→ **TASK STATEMENT**
For each record below, write an exact copy.

______

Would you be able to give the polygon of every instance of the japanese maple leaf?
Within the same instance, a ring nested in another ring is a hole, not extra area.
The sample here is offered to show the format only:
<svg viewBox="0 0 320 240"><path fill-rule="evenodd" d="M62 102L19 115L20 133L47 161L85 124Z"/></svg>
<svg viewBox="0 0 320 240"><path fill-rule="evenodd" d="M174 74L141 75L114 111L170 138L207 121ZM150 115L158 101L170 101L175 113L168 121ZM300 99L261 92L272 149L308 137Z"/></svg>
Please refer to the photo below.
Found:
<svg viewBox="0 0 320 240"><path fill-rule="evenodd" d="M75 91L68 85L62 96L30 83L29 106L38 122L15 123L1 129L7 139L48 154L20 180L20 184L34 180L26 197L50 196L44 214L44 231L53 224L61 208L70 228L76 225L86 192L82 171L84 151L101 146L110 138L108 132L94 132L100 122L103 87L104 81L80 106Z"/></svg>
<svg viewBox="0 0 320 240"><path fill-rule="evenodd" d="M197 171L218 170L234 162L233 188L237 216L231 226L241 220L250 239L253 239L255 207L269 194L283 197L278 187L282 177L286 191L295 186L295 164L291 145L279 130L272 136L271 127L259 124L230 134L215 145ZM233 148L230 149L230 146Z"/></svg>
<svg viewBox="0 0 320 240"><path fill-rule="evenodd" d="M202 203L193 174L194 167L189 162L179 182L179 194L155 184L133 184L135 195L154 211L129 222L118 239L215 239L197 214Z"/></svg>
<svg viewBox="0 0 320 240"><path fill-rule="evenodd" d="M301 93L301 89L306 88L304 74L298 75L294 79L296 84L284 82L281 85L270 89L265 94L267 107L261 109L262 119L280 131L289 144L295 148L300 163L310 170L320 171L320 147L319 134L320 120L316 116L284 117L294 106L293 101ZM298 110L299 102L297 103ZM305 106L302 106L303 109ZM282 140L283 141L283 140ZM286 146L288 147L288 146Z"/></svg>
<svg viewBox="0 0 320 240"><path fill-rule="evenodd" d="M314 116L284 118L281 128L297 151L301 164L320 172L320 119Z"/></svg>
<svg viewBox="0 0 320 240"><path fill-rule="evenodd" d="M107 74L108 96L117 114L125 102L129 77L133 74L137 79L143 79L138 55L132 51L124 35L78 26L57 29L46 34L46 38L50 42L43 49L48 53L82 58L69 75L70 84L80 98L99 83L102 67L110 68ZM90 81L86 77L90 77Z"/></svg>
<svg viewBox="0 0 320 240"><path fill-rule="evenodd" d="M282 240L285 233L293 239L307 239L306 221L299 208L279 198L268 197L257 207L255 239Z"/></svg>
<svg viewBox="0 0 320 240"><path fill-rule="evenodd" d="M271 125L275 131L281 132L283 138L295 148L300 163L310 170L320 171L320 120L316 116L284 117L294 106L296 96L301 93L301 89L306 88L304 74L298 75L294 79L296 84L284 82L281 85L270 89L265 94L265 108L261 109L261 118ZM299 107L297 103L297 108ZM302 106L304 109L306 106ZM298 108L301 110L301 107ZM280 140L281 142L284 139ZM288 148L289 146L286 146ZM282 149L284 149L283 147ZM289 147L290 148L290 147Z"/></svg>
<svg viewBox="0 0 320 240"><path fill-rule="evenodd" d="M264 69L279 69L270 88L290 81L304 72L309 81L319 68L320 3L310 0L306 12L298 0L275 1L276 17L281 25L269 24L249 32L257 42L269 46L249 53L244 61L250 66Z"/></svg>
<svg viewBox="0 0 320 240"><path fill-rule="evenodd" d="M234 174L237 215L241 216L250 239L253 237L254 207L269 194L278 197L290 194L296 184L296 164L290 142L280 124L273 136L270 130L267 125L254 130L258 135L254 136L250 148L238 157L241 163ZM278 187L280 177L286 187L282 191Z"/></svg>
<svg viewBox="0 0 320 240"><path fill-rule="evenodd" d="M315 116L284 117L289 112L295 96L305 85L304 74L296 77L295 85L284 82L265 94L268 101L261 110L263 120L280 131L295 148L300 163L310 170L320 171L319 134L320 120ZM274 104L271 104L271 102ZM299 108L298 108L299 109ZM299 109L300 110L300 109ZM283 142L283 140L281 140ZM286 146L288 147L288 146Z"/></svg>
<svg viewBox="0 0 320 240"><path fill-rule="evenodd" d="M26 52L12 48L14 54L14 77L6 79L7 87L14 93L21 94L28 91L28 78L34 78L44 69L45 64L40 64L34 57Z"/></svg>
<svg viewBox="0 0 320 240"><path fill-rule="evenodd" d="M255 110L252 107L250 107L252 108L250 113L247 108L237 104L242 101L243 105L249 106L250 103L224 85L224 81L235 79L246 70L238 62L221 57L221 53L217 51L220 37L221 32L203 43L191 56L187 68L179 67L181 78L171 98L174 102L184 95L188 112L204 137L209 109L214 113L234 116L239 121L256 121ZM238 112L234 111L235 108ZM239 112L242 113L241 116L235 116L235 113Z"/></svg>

______

→ **ANSWER SPACE**
Would you be able to give the polygon of every instance of the japanese maple leaf?
Within the same instance, a ring nested in another ring is a hole, not extra area.
The sample here is offered to show the format only:
<svg viewBox="0 0 320 240"><path fill-rule="evenodd" d="M62 102L19 115L20 133L47 161L85 124Z"/></svg>
<svg viewBox="0 0 320 240"><path fill-rule="evenodd" d="M174 74L141 75L114 111L170 138L207 121ZM150 115L158 101L170 101L175 113L168 121ZM300 99L261 92L272 149L308 137Z"/></svg>
Please refer to the photo below.
Found:
<svg viewBox="0 0 320 240"><path fill-rule="evenodd" d="M75 91L68 85L62 96L30 83L29 106L38 122L15 123L1 129L7 139L48 154L20 180L20 184L34 180L26 197L50 196L44 214L44 231L53 224L61 208L70 228L76 225L86 192L82 171L84 151L101 146L110 138L108 132L94 132L100 122L103 87L104 81L80 106Z"/></svg>
<svg viewBox="0 0 320 240"><path fill-rule="evenodd" d="M197 171L218 170L234 162L233 188L237 216L231 226L241 220L250 239L253 239L255 207L269 194L283 197L278 187L282 177L286 191L295 186L295 164L291 145L279 130L272 136L271 127L259 124L230 134L215 145ZM233 148L230 149L230 146Z"/></svg>
<svg viewBox="0 0 320 240"><path fill-rule="evenodd" d="M202 203L193 174L194 167L189 162L179 182L179 194L155 184L133 184L135 195L154 211L129 222L118 239L215 239L197 214Z"/></svg>
<svg viewBox="0 0 320 240"><path fill-rule="evenodd" d="M301 93L301 89L306 88L304 74L298 75L294 79L296 84L284 82L281 85L270 89L265 94L267 107L261 109L262 119L280 131L289 144L295 148L300 163L310 170L320 171L320 147L319 134L320 120L316 116L284 117L294 106L293 101ZM298 110L299 102L297 103ZM305 106L302 106L303 109ZM282 140L283 141L283 140ZM286 146L288 147L288 146Z"/></svg>
<svg viewBox="0 0 320 240"><path fill-rule="evenodd" d="M314 116L284 118L281 128L297 151L301 164L320 172L320 119Z"/></svg>
<svg viewBox="0 0 320 240"><path fill-rule="evenodd" d="M107 74L108 96L117 114L125 102L129 77L133 74L137 79L143 79L138 55L132 51L124 35L78 26L57 29L46 34L46 38L50 42L43 49L48 53L82 58L69 75L70 84L80 98L99 83L102 67L110 68ZM90 81L86 77L90 77Z"/></svg>
<svg viewBox="0 0 320 240"><path fill-rule="evenodd" d="M282 240L285 233L293 239L307 239L306 221L299 208L279 198L268 197L257 207L255 239Z"/></svg>
<svg viewBox="0 0 320 240"><path fill-rule="evenodd" d="M271 125L275 131L281 132L283 138L295 148L300 163L310 170L320 171L320 120L316 116L284 117L294 106L296 96L301 93L301 89L306 88L304 74L298 75L294 79L296 84L284 82L281 85L270 89L265 94L265 108L261 109L261 118ZM299 107L297 103L297 108ZM302 106L304 109L306 106ZM298 108L301 110L301 107ZM280 140L281 142L284 139ZM288 148L289 146L286 146ZM282 149L284 149L283 147ZM289 147L290 148L290 147Z"/></svg>
<svg viewBox="0 0 320 240"><path fill-rule="evenodd" d="M264 69L279 69L270 88L290 81L304 72L309 81L319 68L320 3L310 0L306 12L298 0L275 1L276 17L281 25L269 24L249 32L257 42L269 46L249 53L244 61L250 66Z"/></svg>
<svg viewBox="0 0 320 240"><path fill-rule="evenodd" d="M234 174L237 215L241 216L250 239L253 237L254 207L269 194L278 197L290 194L296 184L296 164L290 142L280 124L273 136L270 130L267 125L254 130L258 135L254 136L250 148L238 157L241 163ZM278 187L280 177L286 187L282 191Z"/></svg>
<svg viewBox="0 0 320 240"><path fill-rule="evenodd" d="M315 116L284 117L289 112L295 96L305 85L304 74L296 77L295 85L284 82L265 94L268 101L261 110L263 120L280 131L295 148L300 163L310 170L320 171L319 134L320 120ZM274 104L271 104L271 102ZM299 108L298 108L299 109ZM299 109L300 110L300 109ZM283 142L283 140L281 140ZM286 146L288 147L288 146Z"/></svg>
<svg viewBox="0 0 320 240"><path fill-rule="evenodd" d="M26 52L12 48L14 54L14 77L6 79L7 87L14 93L21 94L28 91L28 78L34 78L44 69L45 64L40 64L34 57Z"/></svg>
<svg viewBox="0 0 320 240"><path fill-rule="evenodd" d="M255 110L252 107L250 107L252 108L250 113L247 108L237 104L242 101L243 105L249 106L250 103L224 85L224 81L235 79L246 70L238 62L221 57L221 53L217 51L220 37L221 32L203 43L191 56L187 68L179 67L181 78L171 98L174 102L184 95L188 112L204 137L209 109L214 113L234 116L239 121L256 121ZM238 112L234 111L235 108ZM239 112L242 113L241 116L235 116L235 113Z"/></svg>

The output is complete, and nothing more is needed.